* WHAT IS BEING ASKED:
Check every line of the data below for the word "clicks", then give only the number of lines that have it.

* PROVIDED DATA:
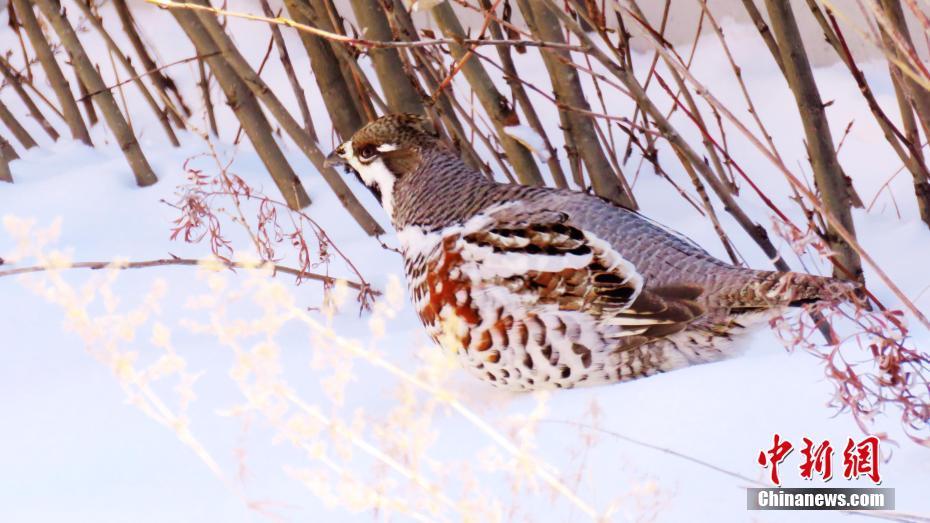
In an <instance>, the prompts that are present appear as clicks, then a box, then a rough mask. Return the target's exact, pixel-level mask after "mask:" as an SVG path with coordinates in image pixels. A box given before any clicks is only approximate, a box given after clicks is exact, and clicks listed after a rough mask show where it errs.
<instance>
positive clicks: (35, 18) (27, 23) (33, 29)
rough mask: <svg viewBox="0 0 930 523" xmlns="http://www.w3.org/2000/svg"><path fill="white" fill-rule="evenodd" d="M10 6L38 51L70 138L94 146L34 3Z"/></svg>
mask: <svg viewBox="0 0 930 523" xmlns="http://www.w3.org/2000/svg"><path fill="white" fill-rule="evenodd" d="M11 5H12V6H13V7H14V8H15V10H16V15H17V17H18V19H19V21H20V23H21V24H22V27H23V29H25V30H26V34H27V35H28V36H29V41H30V42H31V43H32V49H33V51H35V53H36V57H37V58H38V59H39V63H40V64H42V69H43V70H44V71H45V76H46V77H47V78H48V81H49V83H50V84H51V87H52V90H53V91H54V92H55V96H56V97H57V98H58V103H59V104H60V105H61V111H62V118H64V120H65V123H66V124H68V128H69V129H70V130H71V136H72V137H73V138H74V139H76V140H81V141H82V142H84V143H86V144H87V145H92V142H91V141H90V134H89V133H88V132H87V126H86V125H85V124H84V119H83V117H82V116H81V111H80V110H79V109H78V106H77V102H75V101H74V95H73V94H72V93H71V87H70V86H69V85H68V80H66V79H65V75H64V74H63V73H62V72H61V67H59V66H58V61H57V60H56V59H55V54H54V53H52V48H51V47H50V45H49V43H48V40H46V39H45V34H44V33H43V32H42V28H41V27H40V26H39V21H38V19H37V18H36V16H35V13H34V12H33V11H32V3H30V2H29V1H28V0H12V4H11Z"/></svg>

* OUTPUT:
2